§ Yapılacak iş: Aşağıdaki listede "mask" kelimesini içeren satırları belirleyin. Bu satırların her birini kopyalayın.

§ Alıştırma verileri:

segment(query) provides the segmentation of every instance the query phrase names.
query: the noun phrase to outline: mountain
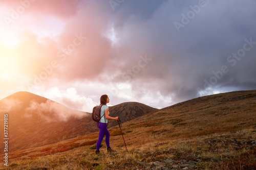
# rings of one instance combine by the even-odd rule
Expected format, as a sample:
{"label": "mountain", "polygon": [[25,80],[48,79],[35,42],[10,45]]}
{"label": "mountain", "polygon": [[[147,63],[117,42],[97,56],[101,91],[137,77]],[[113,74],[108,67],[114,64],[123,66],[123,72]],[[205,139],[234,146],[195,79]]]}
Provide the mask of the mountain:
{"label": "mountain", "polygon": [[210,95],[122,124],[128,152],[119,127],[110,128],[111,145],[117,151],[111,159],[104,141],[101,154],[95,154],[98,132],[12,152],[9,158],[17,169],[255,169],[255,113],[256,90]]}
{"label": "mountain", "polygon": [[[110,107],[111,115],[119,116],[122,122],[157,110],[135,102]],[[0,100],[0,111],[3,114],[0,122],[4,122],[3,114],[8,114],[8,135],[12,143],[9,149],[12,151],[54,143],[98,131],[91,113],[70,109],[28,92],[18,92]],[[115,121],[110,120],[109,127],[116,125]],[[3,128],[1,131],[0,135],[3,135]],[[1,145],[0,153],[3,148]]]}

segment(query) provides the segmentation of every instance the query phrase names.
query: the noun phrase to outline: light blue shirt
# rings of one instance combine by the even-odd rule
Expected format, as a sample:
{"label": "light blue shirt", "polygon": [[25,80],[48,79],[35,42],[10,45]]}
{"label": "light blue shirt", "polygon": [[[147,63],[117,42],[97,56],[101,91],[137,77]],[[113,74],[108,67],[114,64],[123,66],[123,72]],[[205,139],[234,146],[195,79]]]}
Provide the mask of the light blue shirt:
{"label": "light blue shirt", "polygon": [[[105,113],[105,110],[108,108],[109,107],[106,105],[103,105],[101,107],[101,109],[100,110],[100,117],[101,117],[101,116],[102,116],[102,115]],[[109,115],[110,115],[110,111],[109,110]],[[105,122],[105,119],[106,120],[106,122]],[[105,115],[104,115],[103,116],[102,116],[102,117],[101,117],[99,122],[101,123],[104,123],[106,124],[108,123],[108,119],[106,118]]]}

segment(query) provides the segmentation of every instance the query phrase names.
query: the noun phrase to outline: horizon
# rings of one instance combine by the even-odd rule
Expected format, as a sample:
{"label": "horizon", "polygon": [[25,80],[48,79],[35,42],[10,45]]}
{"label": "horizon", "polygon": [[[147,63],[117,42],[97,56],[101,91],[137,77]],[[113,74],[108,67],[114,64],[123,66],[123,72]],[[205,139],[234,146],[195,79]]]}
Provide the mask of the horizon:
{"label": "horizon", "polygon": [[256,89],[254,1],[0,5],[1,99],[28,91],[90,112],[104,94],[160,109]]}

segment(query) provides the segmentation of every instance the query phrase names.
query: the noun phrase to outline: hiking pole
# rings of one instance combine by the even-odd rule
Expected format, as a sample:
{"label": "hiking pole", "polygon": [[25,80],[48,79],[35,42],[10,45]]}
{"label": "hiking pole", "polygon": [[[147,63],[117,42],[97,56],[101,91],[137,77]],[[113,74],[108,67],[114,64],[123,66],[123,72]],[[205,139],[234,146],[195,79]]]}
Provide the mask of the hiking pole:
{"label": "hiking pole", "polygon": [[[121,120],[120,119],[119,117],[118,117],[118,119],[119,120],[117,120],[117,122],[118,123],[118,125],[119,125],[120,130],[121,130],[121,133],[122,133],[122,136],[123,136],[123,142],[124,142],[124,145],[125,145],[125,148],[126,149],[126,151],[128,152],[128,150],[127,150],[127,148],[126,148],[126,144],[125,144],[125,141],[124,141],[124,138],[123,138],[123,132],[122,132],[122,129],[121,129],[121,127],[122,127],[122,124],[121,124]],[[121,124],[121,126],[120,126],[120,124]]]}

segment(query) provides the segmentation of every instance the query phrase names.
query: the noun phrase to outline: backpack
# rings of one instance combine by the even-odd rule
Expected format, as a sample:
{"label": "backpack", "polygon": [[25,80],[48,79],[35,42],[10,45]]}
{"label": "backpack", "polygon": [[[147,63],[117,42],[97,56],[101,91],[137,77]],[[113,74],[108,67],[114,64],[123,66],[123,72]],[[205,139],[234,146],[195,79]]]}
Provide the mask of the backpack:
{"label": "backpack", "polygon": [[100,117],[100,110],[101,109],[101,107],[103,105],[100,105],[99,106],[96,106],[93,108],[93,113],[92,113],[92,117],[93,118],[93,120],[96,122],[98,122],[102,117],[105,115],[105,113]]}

==

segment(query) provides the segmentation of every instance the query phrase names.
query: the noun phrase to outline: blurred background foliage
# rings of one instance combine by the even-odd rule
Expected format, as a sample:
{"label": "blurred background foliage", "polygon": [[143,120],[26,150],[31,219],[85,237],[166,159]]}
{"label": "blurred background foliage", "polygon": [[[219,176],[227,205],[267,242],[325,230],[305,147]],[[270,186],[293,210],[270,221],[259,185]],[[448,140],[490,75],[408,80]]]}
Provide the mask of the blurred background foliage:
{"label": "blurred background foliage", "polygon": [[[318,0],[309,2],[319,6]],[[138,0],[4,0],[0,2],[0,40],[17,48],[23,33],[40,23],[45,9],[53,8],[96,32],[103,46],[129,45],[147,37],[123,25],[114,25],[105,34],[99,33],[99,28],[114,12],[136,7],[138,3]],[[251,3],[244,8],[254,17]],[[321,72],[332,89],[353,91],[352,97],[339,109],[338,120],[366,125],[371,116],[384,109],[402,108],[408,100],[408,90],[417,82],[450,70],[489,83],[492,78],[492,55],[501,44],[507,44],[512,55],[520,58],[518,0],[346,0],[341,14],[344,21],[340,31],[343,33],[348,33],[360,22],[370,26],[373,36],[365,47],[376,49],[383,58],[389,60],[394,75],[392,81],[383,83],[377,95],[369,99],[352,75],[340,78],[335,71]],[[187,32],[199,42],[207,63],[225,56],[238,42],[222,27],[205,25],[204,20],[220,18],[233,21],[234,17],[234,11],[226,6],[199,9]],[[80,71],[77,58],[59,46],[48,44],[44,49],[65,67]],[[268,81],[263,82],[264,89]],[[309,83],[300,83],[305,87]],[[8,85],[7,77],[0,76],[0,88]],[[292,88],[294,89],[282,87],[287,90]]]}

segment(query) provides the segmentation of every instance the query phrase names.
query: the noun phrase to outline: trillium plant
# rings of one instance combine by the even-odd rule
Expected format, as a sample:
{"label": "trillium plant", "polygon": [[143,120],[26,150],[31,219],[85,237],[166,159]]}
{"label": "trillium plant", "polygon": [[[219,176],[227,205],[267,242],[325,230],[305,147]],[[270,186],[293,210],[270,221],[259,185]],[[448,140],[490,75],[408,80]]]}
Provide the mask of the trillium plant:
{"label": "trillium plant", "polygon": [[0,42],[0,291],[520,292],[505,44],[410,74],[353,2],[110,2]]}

==

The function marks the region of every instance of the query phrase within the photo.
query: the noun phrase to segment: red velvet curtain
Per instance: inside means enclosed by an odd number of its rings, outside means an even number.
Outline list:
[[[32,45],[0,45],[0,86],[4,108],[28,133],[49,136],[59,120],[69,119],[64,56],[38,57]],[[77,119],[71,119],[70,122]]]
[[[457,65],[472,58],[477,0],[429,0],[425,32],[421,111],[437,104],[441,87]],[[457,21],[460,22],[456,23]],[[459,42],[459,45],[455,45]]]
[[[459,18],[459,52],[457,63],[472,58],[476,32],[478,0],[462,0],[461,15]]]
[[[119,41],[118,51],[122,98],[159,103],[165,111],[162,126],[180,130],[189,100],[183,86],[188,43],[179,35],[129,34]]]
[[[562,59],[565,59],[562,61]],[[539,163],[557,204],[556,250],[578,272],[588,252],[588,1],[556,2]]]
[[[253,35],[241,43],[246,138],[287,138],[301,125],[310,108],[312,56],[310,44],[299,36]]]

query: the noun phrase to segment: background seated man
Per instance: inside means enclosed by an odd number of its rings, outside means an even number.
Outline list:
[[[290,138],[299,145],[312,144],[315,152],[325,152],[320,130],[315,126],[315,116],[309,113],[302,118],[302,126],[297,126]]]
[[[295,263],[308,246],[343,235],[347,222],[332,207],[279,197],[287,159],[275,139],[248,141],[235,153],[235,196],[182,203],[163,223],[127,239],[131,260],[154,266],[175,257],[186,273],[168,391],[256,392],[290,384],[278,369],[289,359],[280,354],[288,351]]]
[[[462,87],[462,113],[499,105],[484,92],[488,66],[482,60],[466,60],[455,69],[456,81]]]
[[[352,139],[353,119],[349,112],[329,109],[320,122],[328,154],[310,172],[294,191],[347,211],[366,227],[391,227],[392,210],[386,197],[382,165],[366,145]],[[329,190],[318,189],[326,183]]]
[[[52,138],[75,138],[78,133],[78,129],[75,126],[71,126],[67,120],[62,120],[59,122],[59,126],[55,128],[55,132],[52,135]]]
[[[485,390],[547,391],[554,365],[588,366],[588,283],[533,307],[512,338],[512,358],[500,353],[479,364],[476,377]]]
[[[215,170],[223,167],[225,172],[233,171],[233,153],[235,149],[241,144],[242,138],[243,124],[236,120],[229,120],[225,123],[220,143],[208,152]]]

§ Nihai sonuç:
Provide the mask of the mountain:
Provide the mask of the light blue shirt:
Provide the mask of the horizon:
Provide the mask of the hiking pole:
Provide the mask of the backpack:
Provide the mask of the blurred background foliage:
Provide the mask of the trillium plant:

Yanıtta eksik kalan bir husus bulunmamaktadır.